--- START OF QUOTED PASSAGE ---
XF and XFR ( X250 ) 2007 - 2015

Common problems?? - 2010 XJ S/C

Thread Tools
 
Search this Thread
 
  #1  
Old 01-24-2019, 05:49 AM
BPolen3457's Avatar
Junior Member
Thread Starter
Join Date: Jan 2019
Posts: 5
Likes: 0
Received 1 Like on 1 Post
Default Common problems?? - 2010 XJ S/C

Hello everyone,

I'll be honest, I am new to the world of JLR and dont know much about these cars but I have come across something that has caught my eye locally. It is a 2010 XJ S/C with about 9k miles on it in pristine condition it seems, obviously someone's prized possession. The price seems to be pretty low for this gem at only 17k..... I am having some concerns that there might be some sort of mechanical issue or underlying problem that I may not notice. I consider myself to be quite car and performance savvy, but I just never dealt with these platforms before. Could you guys give me some input of what you think of this and let me know if theres any "weak spots" I should check out?
 
  #2  
Old 01-24-2019, 06:41 AM
JagV8's Avatar
Veteran Member
Join Date: May 2009
Location: Yorkshire, England
Posts: 26,648
Received 4,484 Likes on 3,902 Posts
Default

Wrong forum.

Don't post that question in the right forum - instead, read a lot of the posts and see for yourself.

If you won't DIY then probably not wise to buy an upmarket luxury car...
--- END OF QUOTED PASSAGE ---
PARTS OF THE EXERCISE:
a – Answer these questions from the forum thread about the 2010 XJ S/C:
(i) About how many miles does the car have on it?
(ii) What asking price does the thread starter mention?
(iii) What location does the member JagV8 list?
b – Write the next part of the forum thread about the 2010 XJ S/C, picking up after the last reply shown.
--- START OF ENTRIES ---
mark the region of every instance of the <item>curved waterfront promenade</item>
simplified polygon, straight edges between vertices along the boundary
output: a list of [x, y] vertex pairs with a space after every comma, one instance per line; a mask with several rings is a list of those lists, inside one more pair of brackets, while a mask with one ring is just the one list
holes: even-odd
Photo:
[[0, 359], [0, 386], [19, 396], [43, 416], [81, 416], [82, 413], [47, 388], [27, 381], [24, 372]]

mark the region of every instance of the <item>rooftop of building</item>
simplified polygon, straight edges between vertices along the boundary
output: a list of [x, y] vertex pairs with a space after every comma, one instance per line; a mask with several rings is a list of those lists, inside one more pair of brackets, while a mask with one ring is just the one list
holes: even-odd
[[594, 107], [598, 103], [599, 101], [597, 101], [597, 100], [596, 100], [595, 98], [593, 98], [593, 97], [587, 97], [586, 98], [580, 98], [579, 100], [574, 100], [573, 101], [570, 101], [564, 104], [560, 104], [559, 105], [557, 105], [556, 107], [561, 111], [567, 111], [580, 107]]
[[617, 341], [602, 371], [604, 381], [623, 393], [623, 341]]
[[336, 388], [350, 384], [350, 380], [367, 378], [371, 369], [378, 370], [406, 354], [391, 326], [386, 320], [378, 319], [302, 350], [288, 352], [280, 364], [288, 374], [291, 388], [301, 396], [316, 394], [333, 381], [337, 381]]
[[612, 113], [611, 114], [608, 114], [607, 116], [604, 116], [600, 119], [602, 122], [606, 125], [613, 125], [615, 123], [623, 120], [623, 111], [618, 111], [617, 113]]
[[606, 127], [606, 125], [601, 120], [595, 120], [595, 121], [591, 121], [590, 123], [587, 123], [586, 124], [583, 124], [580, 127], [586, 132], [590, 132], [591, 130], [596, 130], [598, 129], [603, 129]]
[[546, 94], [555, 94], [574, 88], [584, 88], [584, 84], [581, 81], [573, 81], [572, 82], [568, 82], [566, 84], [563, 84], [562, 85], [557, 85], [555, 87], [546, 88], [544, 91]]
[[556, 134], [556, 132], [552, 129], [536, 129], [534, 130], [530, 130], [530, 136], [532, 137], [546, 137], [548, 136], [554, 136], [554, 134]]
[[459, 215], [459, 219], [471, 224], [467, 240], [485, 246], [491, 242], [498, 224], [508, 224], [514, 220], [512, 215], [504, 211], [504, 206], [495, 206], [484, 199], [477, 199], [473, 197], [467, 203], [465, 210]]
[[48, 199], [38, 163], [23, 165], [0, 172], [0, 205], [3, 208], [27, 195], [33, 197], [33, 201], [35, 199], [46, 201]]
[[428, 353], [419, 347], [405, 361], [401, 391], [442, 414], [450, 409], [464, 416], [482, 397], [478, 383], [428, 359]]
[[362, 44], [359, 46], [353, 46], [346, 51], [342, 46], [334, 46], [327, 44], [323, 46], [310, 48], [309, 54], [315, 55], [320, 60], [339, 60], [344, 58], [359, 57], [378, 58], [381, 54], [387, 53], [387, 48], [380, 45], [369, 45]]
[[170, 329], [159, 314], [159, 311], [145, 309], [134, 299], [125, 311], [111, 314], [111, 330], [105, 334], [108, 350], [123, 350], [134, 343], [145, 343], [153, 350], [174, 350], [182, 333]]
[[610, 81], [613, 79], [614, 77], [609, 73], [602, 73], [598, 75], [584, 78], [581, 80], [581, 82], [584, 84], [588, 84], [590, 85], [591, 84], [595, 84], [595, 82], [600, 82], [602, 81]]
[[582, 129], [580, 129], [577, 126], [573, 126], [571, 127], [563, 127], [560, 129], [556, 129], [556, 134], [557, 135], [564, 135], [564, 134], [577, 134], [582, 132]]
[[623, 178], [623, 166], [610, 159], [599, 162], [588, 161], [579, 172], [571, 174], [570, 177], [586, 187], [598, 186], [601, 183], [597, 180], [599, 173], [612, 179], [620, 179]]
--- END OF ENTRIES ---
ANSWERS FOR THE EXERCISE:
a –
(i) About 9k miles.
(ii) 17k.
(iii) Yorkshire, England.

b –
  #3  
Old 01-24-2019, 11:45 AM
BPolen3457's Avatar
Junior Member
Thread Starter
Join Date: Jan 2019
Posts: 5
Likes: 0
Received 1 Like on 1 Post
Default

Oops, I'm sorry! I didnt realize I made that error. This one is a XF not a XJ. But as to your other comment, I have done the reading about all the body panels rattling, cooling issues, dash bubbles, and etc... just everything I've seen and priced on these cars seem to be pretty standard. I just couldn't believe the miles with the price, just doesn't make sense to me. So that's why I made this post to see is there's something I may have missed, or a more underlying hidden problem perhaps?
 
  #4  
Old 01-24-2019, 02:20 PM
davetibbs's Avatar
Veteran Member
Join Date: May 2014
Location: San Francisco, CA
Posts: 1,181
Received 469 Likes on 279 Posts
Default

That certainly seems a low price for such a low-mileage example - biggest mechanical thing to check for first would be timing gear noise, like a "lug lug" noise or a rattle from the front of the engine, although to be honest the noise appears to be hard to quantify, along with the old "Well these Direct Injection engines are quite noisy anyway" muddying the waters further. However, the 2010-2012 5.0 engines had an issue with the timing chain guides wearing - same as the Range Rovers with the same engine, although historically the problem seems far more known about in the Range Rover world. The problem is that the timing chain guides, while metal-backed, are made from a softer metal than the pin on the tensioner behind it that makes contact with the guide blade. Over time, the tensioner pin would rattle against the timing guide on start up, slowly wearing away the metal on the back of the guide, which in turn reduces the tension on the timing chains.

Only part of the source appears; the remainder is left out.